■ WORK INSTRUCTIONS:
Starting with the line containing "[locate] submerged wooden" and going through the line containing "Target: submerged wooden stump" in the records below, swap "stump" for "log". Return only those lines, with everything else left unchanged.

■ GIVEN RECORDS:
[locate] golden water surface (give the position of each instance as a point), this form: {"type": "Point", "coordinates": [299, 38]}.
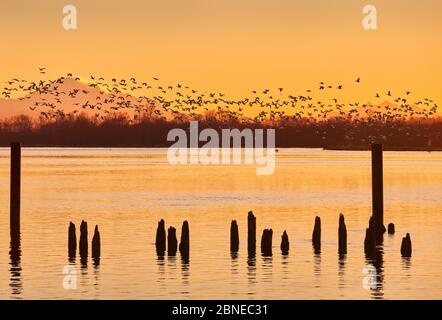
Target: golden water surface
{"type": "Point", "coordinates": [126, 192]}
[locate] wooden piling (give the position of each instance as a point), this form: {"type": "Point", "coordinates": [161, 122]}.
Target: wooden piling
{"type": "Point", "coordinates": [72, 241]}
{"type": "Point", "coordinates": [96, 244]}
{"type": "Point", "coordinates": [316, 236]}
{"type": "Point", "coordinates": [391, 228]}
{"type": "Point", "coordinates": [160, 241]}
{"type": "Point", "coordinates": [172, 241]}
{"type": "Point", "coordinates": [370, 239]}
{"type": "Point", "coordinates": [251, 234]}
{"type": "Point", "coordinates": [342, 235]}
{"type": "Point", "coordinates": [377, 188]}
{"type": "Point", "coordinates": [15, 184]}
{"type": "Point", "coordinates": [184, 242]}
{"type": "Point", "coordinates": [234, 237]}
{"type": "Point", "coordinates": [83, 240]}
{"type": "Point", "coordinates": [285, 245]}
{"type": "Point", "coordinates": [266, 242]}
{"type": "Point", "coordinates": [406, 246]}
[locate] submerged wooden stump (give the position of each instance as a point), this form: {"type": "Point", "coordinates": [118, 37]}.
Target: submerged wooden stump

---

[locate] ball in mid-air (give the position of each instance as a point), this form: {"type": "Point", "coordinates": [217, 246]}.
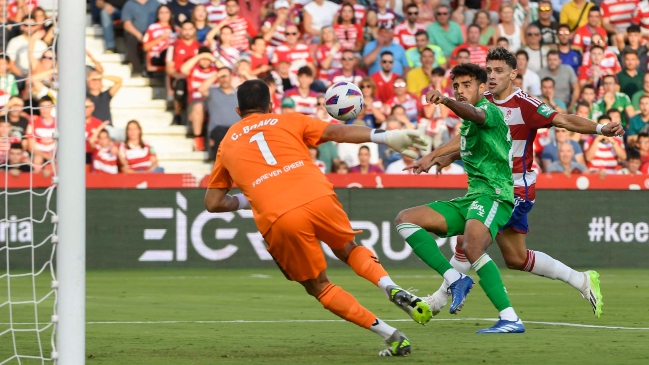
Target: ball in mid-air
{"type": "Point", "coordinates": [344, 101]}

* * *

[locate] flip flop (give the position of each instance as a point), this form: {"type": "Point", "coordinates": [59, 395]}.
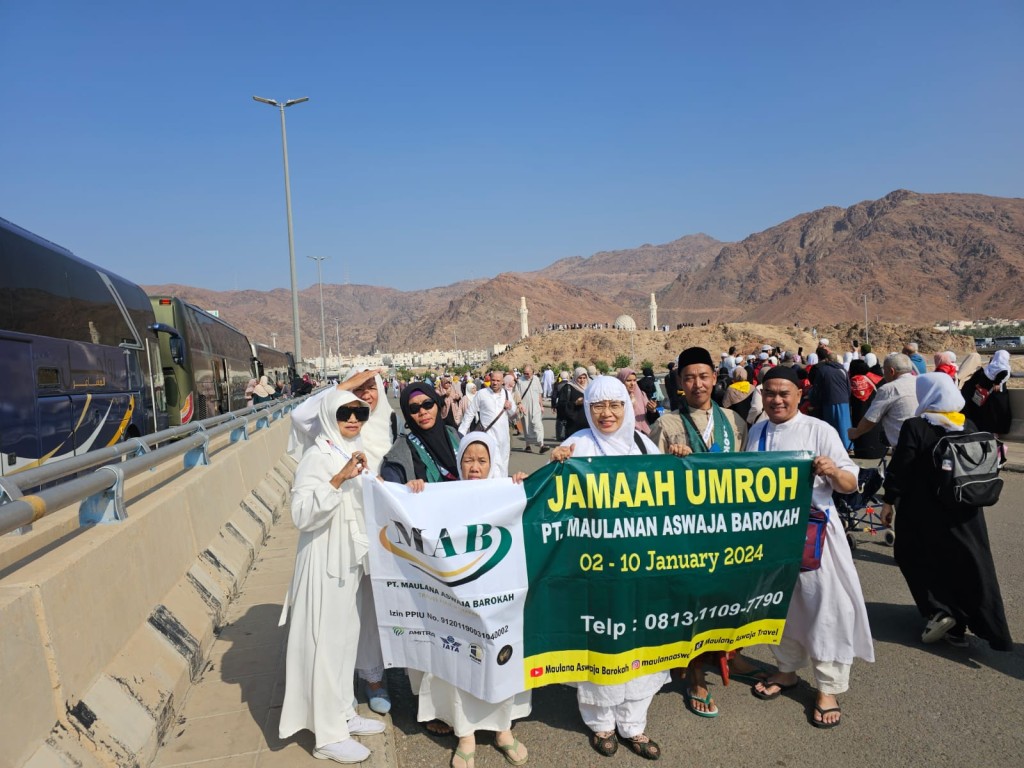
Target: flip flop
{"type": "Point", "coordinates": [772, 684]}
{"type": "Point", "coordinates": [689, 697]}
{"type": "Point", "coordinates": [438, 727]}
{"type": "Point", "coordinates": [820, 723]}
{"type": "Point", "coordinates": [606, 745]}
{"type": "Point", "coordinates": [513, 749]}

■ RESULT OF THE EXERCISE:
[locate] submerged wooden log (give the position of each instance as a point), this form: {"type": "Point", "coordinates": [118, 37]}.
Target: submerged wooden log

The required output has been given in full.